>> Start Given text
Initialization
The init
function is your main entry point to configure and initialize the converter engine. It returns a Converter
instance that can parse HTML and convert it into document formats like DOCX, PDF, or Markdown. Through init
, you can register custom adapters, tag handlers, middleware, and default styles to control how HTML is interpreted and styled.
Quick Start
Here's a minimal example to get started:
import { init, DocxAdapter } from 'html-to-document';
const converter = init({
adapters: {
register: [
{ format: 'docx', adapter: DocxAdapter },
],
},
});
const html = '<h1>Hello</h1><p>This is a paragraph</p>';
converter.convert(html, 'docx').then((blobOrBuffer) => {
// Save or download the result
console.log('Document generated');
});
For full customization, refer to the options below.
Signature
import { init } from 'html-to-document';
declare function init(options?: InitOptions): Converter;
The options
object conforms to the InitOptions
type and supports the following properties:
middleware?: Middleware[]
Register one or more middleware functions to transform the HTML before parsing. Middleware lets you transform or sanitize HTML before parsing—e.g., stripping scripts, normalizing whitespace, or injecting metadata.
>> End Given text
>> Start Dataset section
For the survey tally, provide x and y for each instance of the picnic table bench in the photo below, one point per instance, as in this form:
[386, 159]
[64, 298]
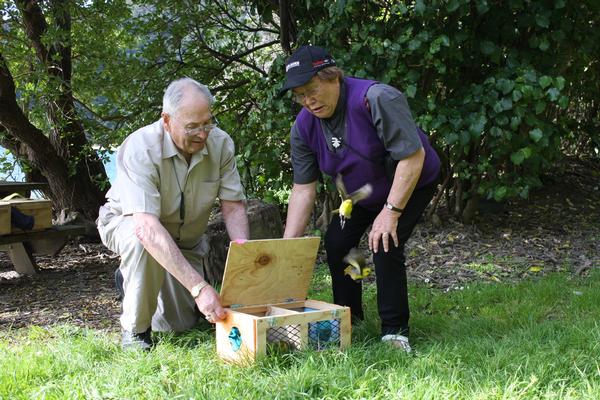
>> End Dataset section
■ Exercise instructions:
Carry the init function documentation forward, starting right after its final sentence about middleware. The data has no connection to the documentation on the init function.

■ Answer to the exercise:
- Type:
Middleware
[] - Default: [minifyMiddleware] applied automatically unless
clearMiddleware
istrue
- Example:
import { init } from 'html-to-document';
import { customMiddleware1, customMiddleware2 } from './middleware';
const converter = init({
middleware: [customMiddleware1, customMiddleware2],
});
clearMiddleware?: boolean
Skips registering the default minifyMiddleware
. When true
, only your provided middleware functions will be used.
- Type: boolean
- Default:
false
tags?
{
tagHandlers?: TagHandlerObject[];
defaultStyles?: { key: string; styles: Styles }[];
defaultAttributes?: { key: string; attributes: Record<string, any> }[];
}
Customize how HTML tags are parsed and styled before conversion.
- tagHandlers: Provide custom
TagHandlerObject
overrides:const customHandler: TagHandlerObject = { /* ... */ };
init({ tags: { tagHandlers: [customHandler] } }); - defaultStyles: Fallback style definitions per HTML tag:
init({ tags: {
defaultStyles: [
{ key: 'p', styles: { marginBottom: 10, lineHeight: 1.5 } },
],
} }); - defaultAttributes: Fallback attributes per HTML tag:
init({ tags: {
defaultAttributes: [
{ key: 'img', attributes: { width: 600 } },
],
} });
adapters?
{
register?: { format: string; adapter: AdapterProvider; config?: object }[];
defaultStyles?: { format: string; styles: Record<ElementType, Styles> }[];
styleMappings?: { format: string; handlers: StyleMapping }[];
}
Adapters determine how the parsed content is rendered into a final document format. You can register your own adapter (e.g., for Markdown) or extend existing ones like the built-in DOCX adapter. Controls which adapters are registered and how CSS styles map to document properties.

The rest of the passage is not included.